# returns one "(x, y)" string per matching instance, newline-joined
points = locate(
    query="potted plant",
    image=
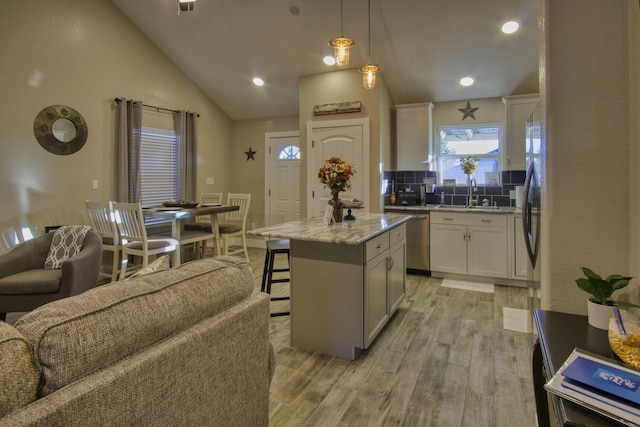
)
(600, 305)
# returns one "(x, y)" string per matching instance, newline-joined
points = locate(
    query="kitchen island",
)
(347, 280)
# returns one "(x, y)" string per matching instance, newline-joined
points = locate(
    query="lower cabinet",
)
(343, 295)
(384, 280)
(469, 243)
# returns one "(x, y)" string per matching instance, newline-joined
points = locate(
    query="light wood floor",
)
(444, 359)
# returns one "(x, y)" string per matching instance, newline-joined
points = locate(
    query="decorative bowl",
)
(624, 338)
(179, 204)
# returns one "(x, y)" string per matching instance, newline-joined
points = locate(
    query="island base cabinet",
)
(376, 297)
(343, 295)
(397, 275)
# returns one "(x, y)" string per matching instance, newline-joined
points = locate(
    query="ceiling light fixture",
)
(185, 5)
(510, 27)
(329, 60)
(341, 46)
(369, 71)
(467, 81)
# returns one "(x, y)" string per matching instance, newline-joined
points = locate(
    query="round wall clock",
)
(60, 130)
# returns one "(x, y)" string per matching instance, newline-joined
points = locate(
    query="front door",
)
(346, 139)
(283, 177)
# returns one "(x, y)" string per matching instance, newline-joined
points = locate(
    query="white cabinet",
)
(469, 243)
(517, 110)
(413, 135)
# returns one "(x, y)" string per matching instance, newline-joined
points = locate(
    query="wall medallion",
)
(60, 130)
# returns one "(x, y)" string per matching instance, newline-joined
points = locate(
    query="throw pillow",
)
(162, 263)
(67, 242)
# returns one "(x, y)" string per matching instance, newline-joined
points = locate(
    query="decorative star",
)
(250, 154)
(468, 112)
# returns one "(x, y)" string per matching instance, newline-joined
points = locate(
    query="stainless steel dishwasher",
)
(417, 240)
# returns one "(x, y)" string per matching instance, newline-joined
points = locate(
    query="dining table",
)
(179, 215)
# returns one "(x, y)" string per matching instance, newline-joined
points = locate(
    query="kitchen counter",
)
(365, 227)
(450, 208)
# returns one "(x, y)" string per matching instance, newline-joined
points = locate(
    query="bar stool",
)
(275, 247)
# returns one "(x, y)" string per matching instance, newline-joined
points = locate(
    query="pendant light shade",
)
(369, 71)
(341, 46)
(369, 75)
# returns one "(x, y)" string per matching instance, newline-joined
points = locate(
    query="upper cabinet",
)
(413, 136)
(517, 110)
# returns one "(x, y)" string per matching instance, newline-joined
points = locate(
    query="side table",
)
(558, 335)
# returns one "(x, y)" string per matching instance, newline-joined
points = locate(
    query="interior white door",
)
(335, 139)
(283, 177)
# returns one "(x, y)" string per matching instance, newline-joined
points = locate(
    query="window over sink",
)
(482, 141)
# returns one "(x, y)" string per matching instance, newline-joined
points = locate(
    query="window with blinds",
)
(158, 166)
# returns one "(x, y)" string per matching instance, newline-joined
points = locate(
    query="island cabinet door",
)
(448, 248)
(397, 268)
(375, 297)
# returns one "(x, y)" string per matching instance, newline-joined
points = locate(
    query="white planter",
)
(599, 314)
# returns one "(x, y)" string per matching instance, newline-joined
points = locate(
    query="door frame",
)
(366, 144)
(268, 136)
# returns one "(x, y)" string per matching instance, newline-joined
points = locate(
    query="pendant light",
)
(369, 71)
(341, 46)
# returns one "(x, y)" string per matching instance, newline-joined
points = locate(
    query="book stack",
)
(599, 384)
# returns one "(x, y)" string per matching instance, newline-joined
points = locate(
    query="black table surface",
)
(559, 335)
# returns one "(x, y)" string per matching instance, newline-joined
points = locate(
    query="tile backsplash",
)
(454, 195)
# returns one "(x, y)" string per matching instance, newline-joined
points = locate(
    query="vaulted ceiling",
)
(423, 47)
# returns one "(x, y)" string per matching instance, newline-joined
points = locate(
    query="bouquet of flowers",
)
(336, 175)
(469, 165)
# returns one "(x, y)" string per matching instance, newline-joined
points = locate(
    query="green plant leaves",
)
(602, 289)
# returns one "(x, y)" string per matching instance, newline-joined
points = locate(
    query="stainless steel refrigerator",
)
(531, 206)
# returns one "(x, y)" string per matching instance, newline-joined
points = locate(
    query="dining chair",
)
(234, 224)
(133, 235)
(103, 222)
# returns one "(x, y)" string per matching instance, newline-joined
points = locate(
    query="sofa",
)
(187, 346)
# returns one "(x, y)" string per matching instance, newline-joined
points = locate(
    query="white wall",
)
(83, 54)
(586, 90)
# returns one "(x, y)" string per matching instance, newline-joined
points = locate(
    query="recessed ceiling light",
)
(467, 81)
(510, 27)
(329, 60)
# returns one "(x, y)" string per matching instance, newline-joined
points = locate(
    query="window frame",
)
(441, 157)
(151, 141)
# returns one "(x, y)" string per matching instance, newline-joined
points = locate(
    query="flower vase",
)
(337, 207)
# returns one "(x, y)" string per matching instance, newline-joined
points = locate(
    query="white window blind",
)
(158, 166)
(481, 141)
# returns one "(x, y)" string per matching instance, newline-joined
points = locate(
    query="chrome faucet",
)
(473, 187)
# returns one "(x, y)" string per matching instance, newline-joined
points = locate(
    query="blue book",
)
(606, 378)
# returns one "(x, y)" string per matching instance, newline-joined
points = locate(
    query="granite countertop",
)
(450, 208)
(365, 227)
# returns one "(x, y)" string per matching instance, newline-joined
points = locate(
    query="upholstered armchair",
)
(26, 284)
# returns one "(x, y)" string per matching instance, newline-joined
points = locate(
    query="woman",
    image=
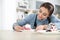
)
(40, 20)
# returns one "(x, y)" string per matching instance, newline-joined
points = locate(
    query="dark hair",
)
(49, 6)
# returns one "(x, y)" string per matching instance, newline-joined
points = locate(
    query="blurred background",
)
(11, 10)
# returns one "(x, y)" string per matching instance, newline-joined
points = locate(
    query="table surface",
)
(27, 35)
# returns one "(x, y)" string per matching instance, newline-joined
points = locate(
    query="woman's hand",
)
(18, 28)
(41, 27)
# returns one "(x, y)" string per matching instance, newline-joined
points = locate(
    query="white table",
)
(28, 35)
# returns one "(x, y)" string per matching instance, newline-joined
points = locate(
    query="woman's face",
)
(43, 13)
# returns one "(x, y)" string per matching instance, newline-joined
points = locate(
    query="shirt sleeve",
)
(25, 21)
(54, 19)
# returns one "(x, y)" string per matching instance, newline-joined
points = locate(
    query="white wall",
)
(8, 14)
(0, 14)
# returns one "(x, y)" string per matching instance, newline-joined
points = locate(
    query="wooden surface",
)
(27, 35)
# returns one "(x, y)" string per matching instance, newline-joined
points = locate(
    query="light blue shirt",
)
(30, 19)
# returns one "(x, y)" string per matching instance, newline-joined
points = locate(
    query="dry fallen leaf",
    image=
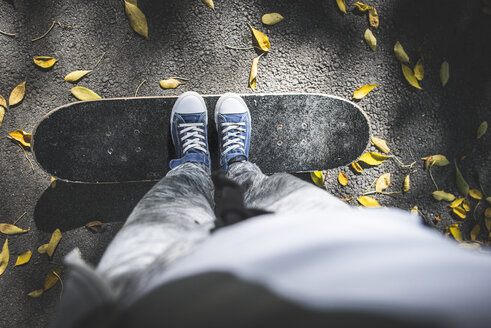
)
(481, 130)
(76, 75)
(419, 70)
(380, 144)
(460, 212)
(17, 94)
(462, 185)
(476, 194)
(170, 83)
(342, 179)
(82, 93)
(10, 229)
(373, 17)
(23, 258)
(209, 3)
(341, 5)
(383, 182)
(407, 184)
(261, 39)
(368, 201)
(44, 61)
(137, 19)
(401, 55)
(253, 76)
(444, 73)
(409, 75)
(21, 136)
(356, 166)
(271, 19)
(442, 195)
(372, 158)
(363, 91)
(370, 39)
(318, 178)
(53, 242)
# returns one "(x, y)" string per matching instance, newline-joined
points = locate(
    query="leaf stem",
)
(7, 34)
(20, 217)
(137, 89)
(42, 36)
(97, 64)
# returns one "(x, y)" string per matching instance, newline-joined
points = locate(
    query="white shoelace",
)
(191, 130)
(233, 140)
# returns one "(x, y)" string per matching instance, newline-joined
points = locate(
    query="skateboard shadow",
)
(72, 205)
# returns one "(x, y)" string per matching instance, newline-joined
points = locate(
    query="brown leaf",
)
(17, 94)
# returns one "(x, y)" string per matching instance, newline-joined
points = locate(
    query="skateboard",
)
(128, 139)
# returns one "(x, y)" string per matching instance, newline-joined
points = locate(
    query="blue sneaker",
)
(233, 121)
(189, 131)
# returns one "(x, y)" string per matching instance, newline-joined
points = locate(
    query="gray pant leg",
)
(280, 192)
(175, 215)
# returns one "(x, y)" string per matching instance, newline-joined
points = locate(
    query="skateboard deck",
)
(128, 139)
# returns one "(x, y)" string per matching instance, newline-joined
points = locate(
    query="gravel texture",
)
(315, 49)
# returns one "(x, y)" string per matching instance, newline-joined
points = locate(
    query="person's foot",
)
(233, 121)
(189, 119)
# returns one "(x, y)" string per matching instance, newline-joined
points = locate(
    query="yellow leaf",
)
(170, 83)
(3, 102)
(380, 144)
(373, 17)
(407, 184)
(419, 70)
(441, 195)
(137, 19)
(370, 39)
(17, 94)
(363, 91)
(44, 61)
(444, 73)
(343, 179)
(409, 75)
(372, 158)
(481, 130)
(82, 93)
(23, 258)
(36, 293)
(10, 229)
(475, 232)
(341, 5)
(462, 185)
(253, 76)
(53, 242)
(76, 75)
(356, 166)
(456, 202)
(318, 178)
(43, 249)
(476, 194)
(4, 257)
(368, 201)
(271, 19)
(401, 55)
(454, 230)
(209, 3)
(261, 39)
(51, 279)
(438, 160)
(362, 7)
(21, 136)
(383, 182)
(460, 212)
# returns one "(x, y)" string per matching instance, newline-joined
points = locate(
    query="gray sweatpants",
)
(177, 214)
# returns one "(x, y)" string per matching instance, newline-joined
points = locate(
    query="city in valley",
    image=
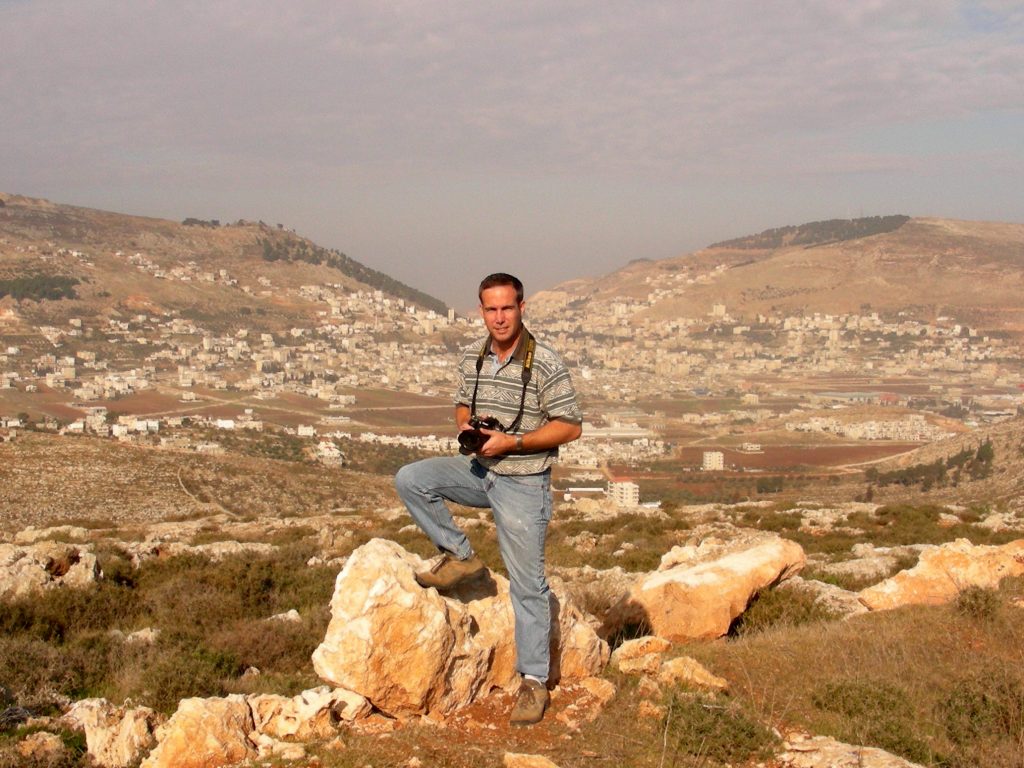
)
(708, 406)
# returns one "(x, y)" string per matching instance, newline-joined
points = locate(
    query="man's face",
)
(502, 313)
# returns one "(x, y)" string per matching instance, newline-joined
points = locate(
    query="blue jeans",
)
(521, 508)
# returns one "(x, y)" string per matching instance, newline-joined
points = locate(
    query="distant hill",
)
(99, 261)
(817, 232)
(971, 270)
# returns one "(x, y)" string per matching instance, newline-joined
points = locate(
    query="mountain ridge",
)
(928, 266)
(28, 223)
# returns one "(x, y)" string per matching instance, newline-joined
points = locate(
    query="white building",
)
(624, 493)
(713, 460)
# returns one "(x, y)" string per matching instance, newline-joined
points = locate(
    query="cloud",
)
(359, 102)
(636, 87)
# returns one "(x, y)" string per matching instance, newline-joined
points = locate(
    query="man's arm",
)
(555, 432)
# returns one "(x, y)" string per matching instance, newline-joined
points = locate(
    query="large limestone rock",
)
(414, 651)
(28, 569)
(311, 715)
(115, 737)
(943, 571)
(205, 733)
(700, 588)
(823, 752)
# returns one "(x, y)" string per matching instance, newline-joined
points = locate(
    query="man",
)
(506, 465)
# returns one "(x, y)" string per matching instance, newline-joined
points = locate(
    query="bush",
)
(714, 728)
(875, 713)
(979, 603)
(984, 709)
(779, 607)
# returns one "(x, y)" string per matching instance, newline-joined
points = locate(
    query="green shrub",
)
(876, 713)
(714, 728)
(979, 603)
(780, 607)
(981, 709)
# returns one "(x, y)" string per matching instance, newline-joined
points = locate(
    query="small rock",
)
(514, 760)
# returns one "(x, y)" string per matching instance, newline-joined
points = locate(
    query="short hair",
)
(501, 279)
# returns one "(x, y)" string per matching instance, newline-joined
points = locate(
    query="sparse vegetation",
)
(211, 620)
(39, 288)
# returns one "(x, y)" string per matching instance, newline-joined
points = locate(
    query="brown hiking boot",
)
§ §
Work out how many lines above contain "wall"; write only the number.

4